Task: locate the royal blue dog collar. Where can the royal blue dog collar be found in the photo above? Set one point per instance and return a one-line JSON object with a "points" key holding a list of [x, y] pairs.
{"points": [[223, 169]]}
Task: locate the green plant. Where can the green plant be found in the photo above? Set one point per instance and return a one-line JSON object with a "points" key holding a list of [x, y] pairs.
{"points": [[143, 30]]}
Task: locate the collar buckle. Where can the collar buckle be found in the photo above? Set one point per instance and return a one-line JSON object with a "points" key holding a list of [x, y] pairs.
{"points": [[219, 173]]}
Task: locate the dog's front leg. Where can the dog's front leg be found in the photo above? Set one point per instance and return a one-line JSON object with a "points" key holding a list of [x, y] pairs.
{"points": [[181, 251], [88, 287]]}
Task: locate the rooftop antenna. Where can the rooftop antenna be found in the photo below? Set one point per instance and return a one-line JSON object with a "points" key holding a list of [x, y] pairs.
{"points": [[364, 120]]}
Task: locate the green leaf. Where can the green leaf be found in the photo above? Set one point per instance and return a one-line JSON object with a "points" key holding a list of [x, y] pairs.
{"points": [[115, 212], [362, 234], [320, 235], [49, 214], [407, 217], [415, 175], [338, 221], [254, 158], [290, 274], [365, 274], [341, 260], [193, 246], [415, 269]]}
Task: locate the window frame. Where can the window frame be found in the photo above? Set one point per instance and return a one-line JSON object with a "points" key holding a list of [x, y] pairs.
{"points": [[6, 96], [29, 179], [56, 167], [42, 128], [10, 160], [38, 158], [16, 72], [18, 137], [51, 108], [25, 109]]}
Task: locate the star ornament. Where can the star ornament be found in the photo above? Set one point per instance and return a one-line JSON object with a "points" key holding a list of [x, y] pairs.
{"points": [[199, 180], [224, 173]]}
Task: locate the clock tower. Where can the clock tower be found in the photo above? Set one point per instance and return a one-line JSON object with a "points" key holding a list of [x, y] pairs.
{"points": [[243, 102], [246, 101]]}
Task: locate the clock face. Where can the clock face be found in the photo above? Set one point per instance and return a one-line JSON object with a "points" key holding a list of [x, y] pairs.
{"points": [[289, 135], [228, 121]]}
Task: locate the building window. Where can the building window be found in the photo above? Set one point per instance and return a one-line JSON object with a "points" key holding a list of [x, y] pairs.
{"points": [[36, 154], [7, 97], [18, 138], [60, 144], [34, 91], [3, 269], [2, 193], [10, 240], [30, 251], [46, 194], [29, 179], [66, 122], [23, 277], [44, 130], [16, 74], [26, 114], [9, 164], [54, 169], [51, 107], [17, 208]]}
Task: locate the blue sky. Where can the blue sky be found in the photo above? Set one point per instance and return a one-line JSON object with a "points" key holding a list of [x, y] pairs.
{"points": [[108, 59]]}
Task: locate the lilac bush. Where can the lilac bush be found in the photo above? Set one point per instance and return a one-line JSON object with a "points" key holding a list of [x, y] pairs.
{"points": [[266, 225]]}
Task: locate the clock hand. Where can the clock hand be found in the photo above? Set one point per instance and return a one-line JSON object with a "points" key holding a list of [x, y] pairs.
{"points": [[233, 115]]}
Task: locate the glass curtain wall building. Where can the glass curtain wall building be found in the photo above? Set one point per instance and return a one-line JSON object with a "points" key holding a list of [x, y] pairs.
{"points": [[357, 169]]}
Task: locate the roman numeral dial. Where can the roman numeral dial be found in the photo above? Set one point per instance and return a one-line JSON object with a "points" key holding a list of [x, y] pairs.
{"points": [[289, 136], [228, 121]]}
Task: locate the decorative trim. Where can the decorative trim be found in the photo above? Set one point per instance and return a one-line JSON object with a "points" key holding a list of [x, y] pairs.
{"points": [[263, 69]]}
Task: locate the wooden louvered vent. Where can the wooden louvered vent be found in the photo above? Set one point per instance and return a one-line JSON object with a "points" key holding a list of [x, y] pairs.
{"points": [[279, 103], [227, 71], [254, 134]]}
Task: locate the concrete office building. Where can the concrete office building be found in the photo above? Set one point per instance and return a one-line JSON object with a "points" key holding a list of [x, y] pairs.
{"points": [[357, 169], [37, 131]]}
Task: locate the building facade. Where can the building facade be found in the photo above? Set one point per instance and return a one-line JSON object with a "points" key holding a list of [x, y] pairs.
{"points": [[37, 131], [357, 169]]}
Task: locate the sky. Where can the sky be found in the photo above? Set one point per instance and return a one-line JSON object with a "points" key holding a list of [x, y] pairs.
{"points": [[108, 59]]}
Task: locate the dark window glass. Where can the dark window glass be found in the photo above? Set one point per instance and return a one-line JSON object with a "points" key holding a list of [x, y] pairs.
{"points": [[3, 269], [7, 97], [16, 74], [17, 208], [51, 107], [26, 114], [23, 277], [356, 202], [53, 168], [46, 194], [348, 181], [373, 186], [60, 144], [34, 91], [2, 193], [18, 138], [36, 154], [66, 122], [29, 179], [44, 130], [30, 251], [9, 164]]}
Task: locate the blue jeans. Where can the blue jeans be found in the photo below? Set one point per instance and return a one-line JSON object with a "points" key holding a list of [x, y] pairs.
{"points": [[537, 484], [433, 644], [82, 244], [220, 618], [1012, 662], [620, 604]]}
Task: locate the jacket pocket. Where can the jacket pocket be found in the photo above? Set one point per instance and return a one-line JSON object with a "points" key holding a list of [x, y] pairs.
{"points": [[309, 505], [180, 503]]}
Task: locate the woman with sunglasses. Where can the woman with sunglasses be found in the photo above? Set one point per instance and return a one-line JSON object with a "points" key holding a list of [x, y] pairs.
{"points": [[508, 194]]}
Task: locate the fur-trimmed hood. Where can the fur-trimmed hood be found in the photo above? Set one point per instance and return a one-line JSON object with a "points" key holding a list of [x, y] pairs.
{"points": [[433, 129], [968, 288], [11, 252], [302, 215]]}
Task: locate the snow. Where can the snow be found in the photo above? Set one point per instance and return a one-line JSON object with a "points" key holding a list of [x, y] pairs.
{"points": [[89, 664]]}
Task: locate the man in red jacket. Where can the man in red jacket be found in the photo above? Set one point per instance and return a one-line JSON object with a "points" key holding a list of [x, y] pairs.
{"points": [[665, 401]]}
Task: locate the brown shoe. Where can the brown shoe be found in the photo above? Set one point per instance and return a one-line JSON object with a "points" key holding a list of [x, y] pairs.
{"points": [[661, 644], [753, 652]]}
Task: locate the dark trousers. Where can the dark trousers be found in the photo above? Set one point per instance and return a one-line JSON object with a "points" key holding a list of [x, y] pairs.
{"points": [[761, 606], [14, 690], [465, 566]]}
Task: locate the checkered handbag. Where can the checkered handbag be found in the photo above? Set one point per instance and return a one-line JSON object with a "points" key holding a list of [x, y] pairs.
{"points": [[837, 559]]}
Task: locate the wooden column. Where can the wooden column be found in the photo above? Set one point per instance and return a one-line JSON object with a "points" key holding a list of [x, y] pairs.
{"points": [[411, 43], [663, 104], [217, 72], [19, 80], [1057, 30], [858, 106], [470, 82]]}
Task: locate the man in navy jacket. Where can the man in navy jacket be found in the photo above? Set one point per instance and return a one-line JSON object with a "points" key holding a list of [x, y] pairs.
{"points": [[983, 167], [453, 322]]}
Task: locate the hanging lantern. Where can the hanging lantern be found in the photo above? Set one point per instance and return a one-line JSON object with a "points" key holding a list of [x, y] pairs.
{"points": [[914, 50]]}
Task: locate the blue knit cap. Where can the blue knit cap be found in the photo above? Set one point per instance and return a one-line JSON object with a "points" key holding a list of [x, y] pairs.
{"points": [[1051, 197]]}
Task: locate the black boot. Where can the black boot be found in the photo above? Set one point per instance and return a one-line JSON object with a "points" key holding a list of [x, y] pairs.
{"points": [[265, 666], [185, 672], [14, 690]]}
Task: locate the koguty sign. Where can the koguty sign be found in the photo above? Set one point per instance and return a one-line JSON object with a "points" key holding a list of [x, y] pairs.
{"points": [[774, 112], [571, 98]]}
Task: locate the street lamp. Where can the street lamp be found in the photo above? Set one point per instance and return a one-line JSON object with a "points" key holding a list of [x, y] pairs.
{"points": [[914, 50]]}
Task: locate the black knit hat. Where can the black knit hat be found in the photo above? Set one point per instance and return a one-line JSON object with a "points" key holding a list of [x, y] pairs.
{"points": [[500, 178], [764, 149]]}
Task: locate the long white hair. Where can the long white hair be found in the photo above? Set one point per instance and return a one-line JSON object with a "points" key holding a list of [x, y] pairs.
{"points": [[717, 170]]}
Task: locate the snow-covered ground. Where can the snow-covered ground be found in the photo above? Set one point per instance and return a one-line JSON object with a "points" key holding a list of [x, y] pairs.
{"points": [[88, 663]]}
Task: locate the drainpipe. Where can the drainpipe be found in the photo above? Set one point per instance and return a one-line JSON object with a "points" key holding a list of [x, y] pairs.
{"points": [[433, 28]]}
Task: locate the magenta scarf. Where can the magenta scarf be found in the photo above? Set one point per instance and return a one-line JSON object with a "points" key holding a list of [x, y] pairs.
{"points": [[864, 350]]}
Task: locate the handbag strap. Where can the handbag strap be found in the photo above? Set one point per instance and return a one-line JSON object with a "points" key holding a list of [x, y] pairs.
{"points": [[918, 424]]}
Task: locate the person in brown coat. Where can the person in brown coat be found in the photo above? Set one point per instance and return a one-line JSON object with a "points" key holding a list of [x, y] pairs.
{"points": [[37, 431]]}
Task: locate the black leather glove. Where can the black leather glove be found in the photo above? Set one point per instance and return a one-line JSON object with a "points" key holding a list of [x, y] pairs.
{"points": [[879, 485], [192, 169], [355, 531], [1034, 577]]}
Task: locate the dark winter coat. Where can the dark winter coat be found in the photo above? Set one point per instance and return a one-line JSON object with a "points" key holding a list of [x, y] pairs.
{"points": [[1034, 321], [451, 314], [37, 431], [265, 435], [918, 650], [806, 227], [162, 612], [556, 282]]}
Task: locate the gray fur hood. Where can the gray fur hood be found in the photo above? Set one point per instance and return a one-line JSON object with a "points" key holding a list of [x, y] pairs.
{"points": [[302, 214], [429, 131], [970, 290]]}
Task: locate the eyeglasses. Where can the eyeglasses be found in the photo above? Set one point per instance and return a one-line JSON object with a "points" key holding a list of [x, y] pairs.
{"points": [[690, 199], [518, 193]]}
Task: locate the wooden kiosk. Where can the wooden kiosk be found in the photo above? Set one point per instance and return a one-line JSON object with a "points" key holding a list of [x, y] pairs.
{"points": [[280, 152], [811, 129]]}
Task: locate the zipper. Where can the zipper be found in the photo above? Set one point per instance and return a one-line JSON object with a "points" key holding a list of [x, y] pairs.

• [Task brief]:
Copy out everything from the line that contains "Task: locate the black leather" down to the end of the records above, keeping every line exactly the same.

• [Response]:
Task: locate the black leather glove. Where can the black leather glove be found in the photo above? Set one point per instance and return a one-line JSON object with a "points" key holding a list of [x, y] pairs.
{"points": [[879, 485], [192, 169], [355, 531], [1034, 577]]}
Task: locate the dark winter coat. Where can the dark winter coat be found in the photo above? Set one point per instance and return a one-line JSON object with a "points" key holding a list of [x, y] pairs.
{"points": [[1034, 321], [451, 314], [37, 431], [265, 435], [918, 650], [806, 227], [162, 612], [556, 282]]}
Task: locate the gray fur hood. Where can the gray fur hood be found in the photo above? Set one point per instance and return a one-line JSON object with a "points" key holding a list of [x, y] pairs.
{"points": [[302, 214], [429, 131], [970, 290]]}
Task: locate the eyeglasses. Where can the eyeglasses be found in the photo above? Set one point per instance and return a one-line JSON object with a "points" key holding a list of [x, y] pairs.
{"points": [[690, 199], [518, 193]]}
Task: locate the wooden kiosk. Where can the wooden kiosk be found in the photo above? Set one point per instance and return a one-line JSON object with a "points" key holding a list of [x, y] pairs.
{"points": [[280, 152], [811, 129]]}
Task: locate the zipper. Where can the zipper be found in the photo above? Set one point per instance and return a one-line JSON object with a "points" key holding a list of [x, y] pairs.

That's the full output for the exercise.